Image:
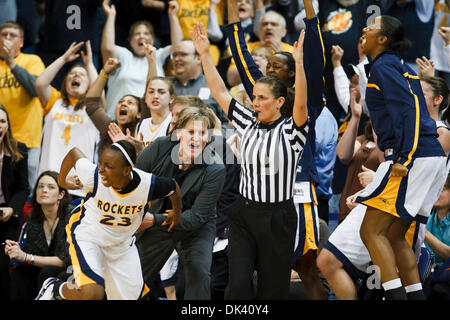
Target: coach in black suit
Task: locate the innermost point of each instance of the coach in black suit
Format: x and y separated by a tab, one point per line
14	185
201	185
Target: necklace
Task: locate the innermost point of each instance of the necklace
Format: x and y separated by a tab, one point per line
49	232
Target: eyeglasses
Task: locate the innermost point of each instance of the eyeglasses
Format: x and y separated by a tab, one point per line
180	54
10	34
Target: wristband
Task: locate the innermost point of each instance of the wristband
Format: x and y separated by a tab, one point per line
103	74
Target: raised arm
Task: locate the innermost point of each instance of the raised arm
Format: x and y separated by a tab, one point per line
214	32
348	145
108	44
88	61
215	82
245	66
233	11
67	164
43	82
300	110
314	60
94	103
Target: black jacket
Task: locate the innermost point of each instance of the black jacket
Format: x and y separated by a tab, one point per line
200	189
15	190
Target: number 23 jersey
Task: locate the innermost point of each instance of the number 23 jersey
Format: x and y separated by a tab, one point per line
106	216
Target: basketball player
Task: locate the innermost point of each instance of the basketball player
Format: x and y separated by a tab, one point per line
101	232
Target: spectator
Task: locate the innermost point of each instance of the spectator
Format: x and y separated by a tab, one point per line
66	123
18	94
131	78
201	185
444	32
417	18
437	55
127	111
65	22
41	251
8	11
29	16
154	11
436	94
437	235
158	98
360	152
14	190
189	78
272	29
341	23
388	98
246	13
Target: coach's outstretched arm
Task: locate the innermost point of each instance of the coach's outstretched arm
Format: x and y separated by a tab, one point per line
215	82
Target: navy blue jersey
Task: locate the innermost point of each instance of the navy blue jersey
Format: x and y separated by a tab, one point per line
398	111
313	61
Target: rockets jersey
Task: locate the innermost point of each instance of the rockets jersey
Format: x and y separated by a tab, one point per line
107	216
65	128
152	131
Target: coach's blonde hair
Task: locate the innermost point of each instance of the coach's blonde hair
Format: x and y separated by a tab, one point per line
194	113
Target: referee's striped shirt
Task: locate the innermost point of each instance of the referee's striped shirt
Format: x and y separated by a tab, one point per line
269	155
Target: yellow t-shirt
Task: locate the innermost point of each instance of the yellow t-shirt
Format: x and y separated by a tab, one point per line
25	112
251	45
191	12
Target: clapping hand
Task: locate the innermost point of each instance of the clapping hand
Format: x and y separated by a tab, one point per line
72	53
297	53
200	39
111	65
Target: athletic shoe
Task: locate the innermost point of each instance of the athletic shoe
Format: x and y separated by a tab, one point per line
46	292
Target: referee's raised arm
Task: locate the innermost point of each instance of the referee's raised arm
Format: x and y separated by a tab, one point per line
300	110
217	86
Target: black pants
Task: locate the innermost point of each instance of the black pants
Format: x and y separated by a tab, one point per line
261	237
155	245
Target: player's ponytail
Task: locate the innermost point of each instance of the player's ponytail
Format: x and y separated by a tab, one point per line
440	88
393	29
127	150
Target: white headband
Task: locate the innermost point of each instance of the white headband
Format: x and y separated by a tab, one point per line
115	144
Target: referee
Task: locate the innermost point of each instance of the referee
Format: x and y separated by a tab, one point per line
262	222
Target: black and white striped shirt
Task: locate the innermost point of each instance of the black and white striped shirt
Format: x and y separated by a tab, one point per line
269	155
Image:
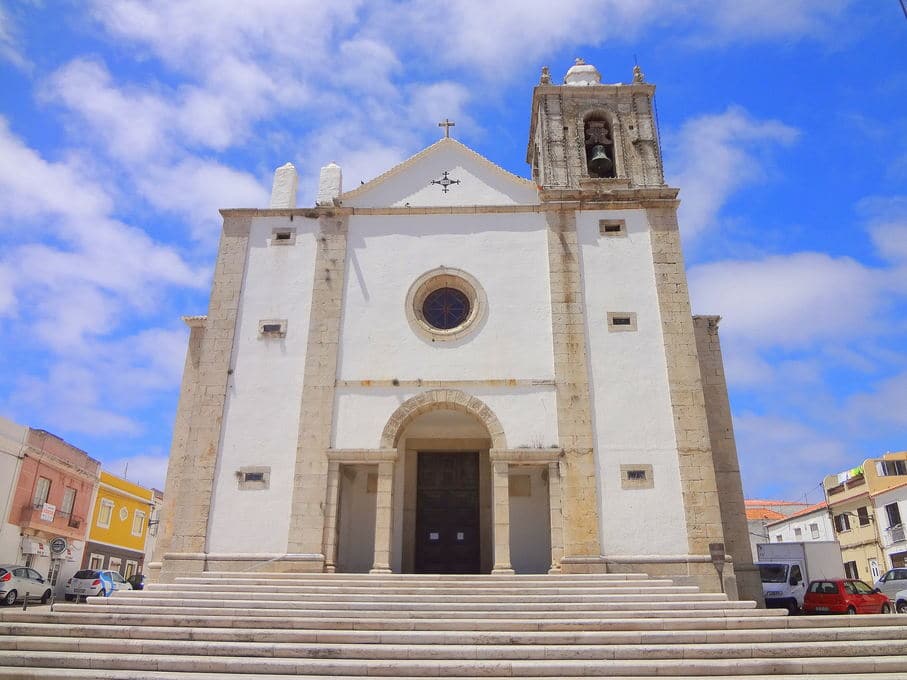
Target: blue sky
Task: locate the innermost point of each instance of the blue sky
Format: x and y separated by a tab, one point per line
125	126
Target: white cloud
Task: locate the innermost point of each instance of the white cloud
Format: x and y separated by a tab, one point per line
713	156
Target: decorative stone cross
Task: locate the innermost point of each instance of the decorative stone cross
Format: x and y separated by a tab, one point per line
446	124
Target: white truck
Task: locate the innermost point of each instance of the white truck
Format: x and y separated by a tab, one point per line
787	568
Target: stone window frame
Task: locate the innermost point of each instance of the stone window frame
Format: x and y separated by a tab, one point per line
289	241
262	484
621	232
622	328
282	333
445	277
648	482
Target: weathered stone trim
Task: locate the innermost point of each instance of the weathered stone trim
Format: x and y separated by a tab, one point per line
694	450
724	457
571	371
492	382
361	456
526	456
433	400
307	516
197	433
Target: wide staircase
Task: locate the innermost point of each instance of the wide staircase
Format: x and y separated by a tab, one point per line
243	625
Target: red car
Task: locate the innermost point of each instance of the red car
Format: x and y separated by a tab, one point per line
844	596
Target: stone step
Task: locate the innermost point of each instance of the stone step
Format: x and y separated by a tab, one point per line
455	652
82	674
251	666
115	629
248	594
251	584
685	620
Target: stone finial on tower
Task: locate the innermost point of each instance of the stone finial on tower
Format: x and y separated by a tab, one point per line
283	191
582	74
330	184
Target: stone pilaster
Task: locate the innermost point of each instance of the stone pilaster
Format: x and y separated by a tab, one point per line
197	434
500	504
691	430
571	372
724	457
384	515
307	514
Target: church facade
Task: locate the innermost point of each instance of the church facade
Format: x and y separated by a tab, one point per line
452	369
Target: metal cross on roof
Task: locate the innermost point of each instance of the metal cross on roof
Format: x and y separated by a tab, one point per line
445	181
446	124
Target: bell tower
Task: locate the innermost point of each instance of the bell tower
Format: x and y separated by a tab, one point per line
585	135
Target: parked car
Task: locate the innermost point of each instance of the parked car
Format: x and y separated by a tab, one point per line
891	582
844	596
94	583
17	580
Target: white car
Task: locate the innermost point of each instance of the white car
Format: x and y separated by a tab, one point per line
93	583
16	581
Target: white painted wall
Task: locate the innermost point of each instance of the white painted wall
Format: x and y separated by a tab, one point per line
12	438
530	526
527	414
506	253
633	420
356	549
262	408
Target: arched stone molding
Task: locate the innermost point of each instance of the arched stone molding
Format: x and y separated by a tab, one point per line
434	400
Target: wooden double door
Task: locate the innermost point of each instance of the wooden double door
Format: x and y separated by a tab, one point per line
447	513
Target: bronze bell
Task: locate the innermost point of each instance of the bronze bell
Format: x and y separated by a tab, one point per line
599	163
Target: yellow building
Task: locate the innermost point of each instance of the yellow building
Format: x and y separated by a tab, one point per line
119	526
850	497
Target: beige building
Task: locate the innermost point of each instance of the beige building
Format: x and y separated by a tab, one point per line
850	496
454	369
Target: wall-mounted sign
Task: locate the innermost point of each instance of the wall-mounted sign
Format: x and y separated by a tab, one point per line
47	512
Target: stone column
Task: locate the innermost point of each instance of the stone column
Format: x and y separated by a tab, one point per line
330	517
384	517
557	517
500	499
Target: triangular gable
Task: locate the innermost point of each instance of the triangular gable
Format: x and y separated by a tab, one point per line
475	180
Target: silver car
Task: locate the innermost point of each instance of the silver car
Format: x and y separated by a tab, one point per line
892	581
16	581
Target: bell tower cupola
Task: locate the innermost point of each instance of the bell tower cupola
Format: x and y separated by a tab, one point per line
589	136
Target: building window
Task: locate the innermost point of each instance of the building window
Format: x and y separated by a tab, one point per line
894	514
842	523
131	568
69	500
888	468
42	491
105	513
621	321
138	523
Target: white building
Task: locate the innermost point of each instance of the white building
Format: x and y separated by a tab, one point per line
454	369
810	524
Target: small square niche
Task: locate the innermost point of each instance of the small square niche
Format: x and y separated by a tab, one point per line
636	476
621	321
272	328
283	236
612	228
252	478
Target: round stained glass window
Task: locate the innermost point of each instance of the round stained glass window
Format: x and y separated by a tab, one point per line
445	308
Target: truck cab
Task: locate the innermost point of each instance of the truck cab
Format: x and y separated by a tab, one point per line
783	585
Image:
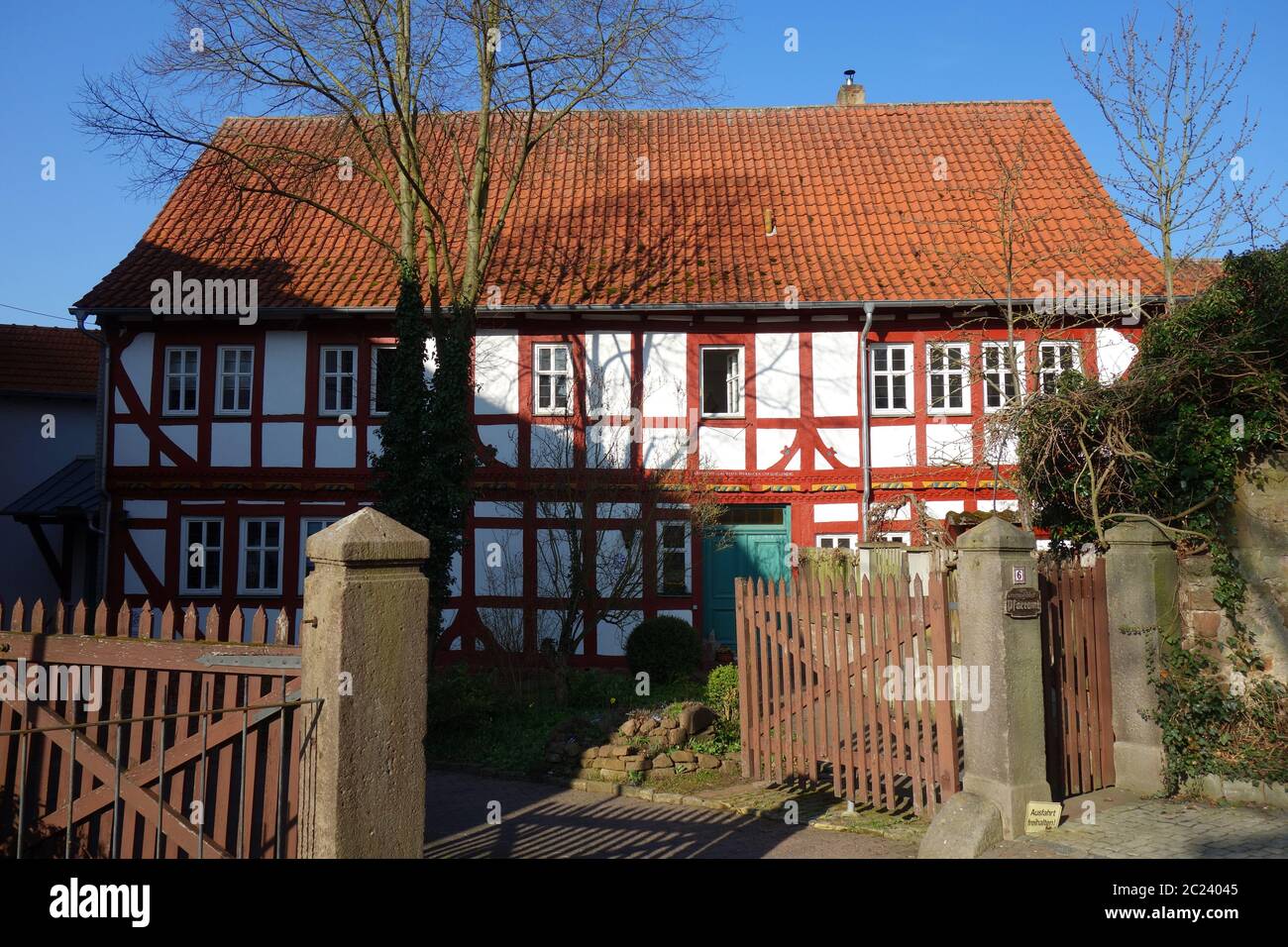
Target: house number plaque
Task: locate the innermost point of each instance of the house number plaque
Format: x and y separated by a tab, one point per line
1022	603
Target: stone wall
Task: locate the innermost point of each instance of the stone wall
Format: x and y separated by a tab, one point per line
1260	543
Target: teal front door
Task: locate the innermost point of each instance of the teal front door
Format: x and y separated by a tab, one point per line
752	543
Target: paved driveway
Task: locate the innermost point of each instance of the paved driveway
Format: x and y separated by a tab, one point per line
546	822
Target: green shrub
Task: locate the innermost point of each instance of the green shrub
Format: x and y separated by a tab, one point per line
722	690
666	648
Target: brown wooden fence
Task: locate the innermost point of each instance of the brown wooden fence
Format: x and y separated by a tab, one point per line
812	669
185	714
1080	733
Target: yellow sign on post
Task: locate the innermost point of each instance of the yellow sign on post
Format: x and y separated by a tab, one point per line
1041	817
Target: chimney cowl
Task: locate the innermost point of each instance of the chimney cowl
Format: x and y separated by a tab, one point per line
850	93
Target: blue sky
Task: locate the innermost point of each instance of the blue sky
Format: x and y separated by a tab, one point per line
60	236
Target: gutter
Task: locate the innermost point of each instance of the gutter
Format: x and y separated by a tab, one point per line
866	445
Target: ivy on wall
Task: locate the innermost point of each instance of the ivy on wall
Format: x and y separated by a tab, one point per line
1202	405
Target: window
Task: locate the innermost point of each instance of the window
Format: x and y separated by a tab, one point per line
673	558
381	377
948	367
1054	360
180	380
202	556
236	368
892	373
307	528
262	557
339	380
837	541
721	381
554	379
1000	381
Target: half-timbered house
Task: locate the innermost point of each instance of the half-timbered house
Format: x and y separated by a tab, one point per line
789	285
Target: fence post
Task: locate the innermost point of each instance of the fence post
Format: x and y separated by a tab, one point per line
1140	590
1004	728
364	768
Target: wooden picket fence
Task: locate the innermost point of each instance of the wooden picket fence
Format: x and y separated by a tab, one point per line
1080	732
187	712
812	663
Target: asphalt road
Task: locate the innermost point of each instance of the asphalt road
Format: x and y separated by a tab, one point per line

Task statement: Quote only the lines from the one containing "Target: ivy on wall" through the final line of the records, with both ends included.

Full response:
Target: ivy on wall
Task: locate the innermost point of each instance of the ivy on wall
Format: x and y separated by a tab, one point per line
1202	405
Target: window
Task: locate the innermost point of each instance of the window
Format: x and y separated by a tab, one point per line
673	558
381	377
948	367
1054	360
180	380
202	556
236	368
892	373
307	528
262	557
339	380
837	541
721	381
554	379
1000	381
Target: half-timbered house
Task: locate the innermost point of each instance of the half-timbered house
Format: x and y separated by a tab, one point per line
789	285
Target: fence post
Task: locate the innermost point of each instance of the fence post
Format: x and y separated by a tab, one point per line
1140	590
1004	728
364	768
Target: wooden picket fence
Task: locate the innermost point of each instance of the wooden picket fence
Format: x and y separated by a tab, one point per line
1080	732
187	712
812	663
Target: asphalt road
Task: locate the innermost point of each instance of the asphalt road
Format: x and y separated by a tab, one point per line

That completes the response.